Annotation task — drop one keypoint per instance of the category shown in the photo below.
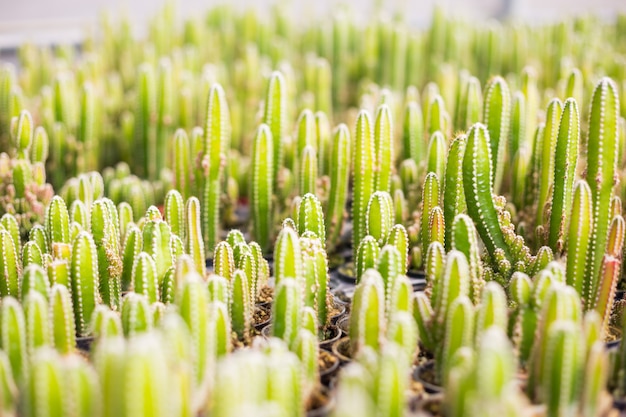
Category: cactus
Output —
(194, 244)
(274, 116)
(181, 162)
(34, 279)
(13, 337)
(367, 256)
(287, 256)
(453, 194)
(106, 238)
(261, 189)
(286, 310)
(497, 116)
(379, 218)
(84, 280)
(430, 199)
(136, 314)
(478, 186)
(339, 168)
(363, 177)
(367, 323)
(193, 305)
(383, 149)
(240, 306)
(602, 149)
(174, 212)
(311, 217)
(9, 265)
(562, 372)
(216, 145)
(62, 318)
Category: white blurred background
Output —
(60, 21)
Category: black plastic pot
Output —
(334, 335)
(619, 403)
(344, 325)
(326, 409)
(341, 307)
(328, 374)
(85, 343)
(419, 375)
(346, 273)
(341, 348)
(417, 278)
(260, 326)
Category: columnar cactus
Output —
(363, 176)
(565, 160)
(287, 255)
(106, 238)
(383, 149)
(13, 337)
(602, 152)
(367, 324)
(9, 265)
(497, 116)
(453, 194)
(216, 145)
(478, 186)
(261, 187)
(84, 280)
(339, 172)
(274, 116)
(194, 245)
(379, 217)
(240, 306)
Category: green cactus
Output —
(566, 155)
(240, 306)
(84, 280)
(383, 149)
(13, 337)
(275, 117)
(453, 194)
(379, 217)
(339, 171)
(34, 278)
(287, 256)
(9, 265)
(194, 245)
(261, 187)
(367, 256)
(478, 186)
(62, 319)
(367, 323)
(216, 144)
(497, 116)
(430, 199)
(181, 163)
(363, 176)
(136, 314)
(286, 310)
(602, 150)
(106, 238)
(563, 371)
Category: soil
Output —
(266, 295)
(326, 361)
(260, 316)
(318, 399)
(335, 310)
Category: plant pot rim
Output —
(429, 387)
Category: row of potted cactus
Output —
(250, 185)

-------

Except for the pictures, print the data above exactly.

(ANSWER IN FULL):
Annotation task — drop one keypoint per instance of the category shown in the photo below.
Category: cactus
Output —
(194, 244)
(274, 116)
(181, 162)
(34, 279)
(13, 337)
(367, 256)
(287, 256)
(453, 194)
(106, 238)
(261, 189)
(286, 310)
(497, 116)
(379, 218)
(84, 280)
(430, 199)
(136, 314)
(478, 186)
(339, 168)
(363, 177)
(367, 323)
(193, 305)
(383, 149)
(240, 306)
(602, 149)
(174, 212)
(311, 217)
(9, 265)
(562, 372)
(216, 145)
(62, 318)
Category: white blurred background
Output —
(60, 21)
Category: black plastic pot
Output —
(334, 335)
(619, 403)
(344, 325)
(326, 409)
(341, 307)
(328, 374)
(85, 343)
(419, 375)
(346, 273)
(341, 348)
(417, 278)
(260, 326)
Category: columnar cactus
Output —
(363, 176)
(565, 160)
(287, 255)
(106, 238)
(383, 149)
(13, 337)
(602, 152)
(367, 324)
(9, 265)
(497, 116)
(453, 194)
(216, 145)
(478, 186)
(261, 187)
(84, 280)
(339, 172)
(274, 116)
(194, 245)
(379, 217)
(240, 306)
Category: green cactus
Output —
(566, 155)
(240, 306)
(84, 280)
(383, 149)
(13, 337)
(275, 117)
(453, 194)
(379, 217)
(339, 171)
(34, 278)
(287, 256)
(9, 265)
(194, 245)
(261, 187)
(367, 256)
(478, 186)
(62, 319)
(367, 323)
(216, 144)
(497, 116)
(430, 199)
(181, 163)
(363, 176)
(136, 314)
(286, 310)
(602, 150)
(106, 238)
(563, 371)
Category: soil
Output —
(266, 295)
(326, 361)
(260, 316)
(318, 399)
(335, 310)
Category: plant pot rim
Output —
(429, 387)
Category: row of potted cactus
Output —
(250, 185)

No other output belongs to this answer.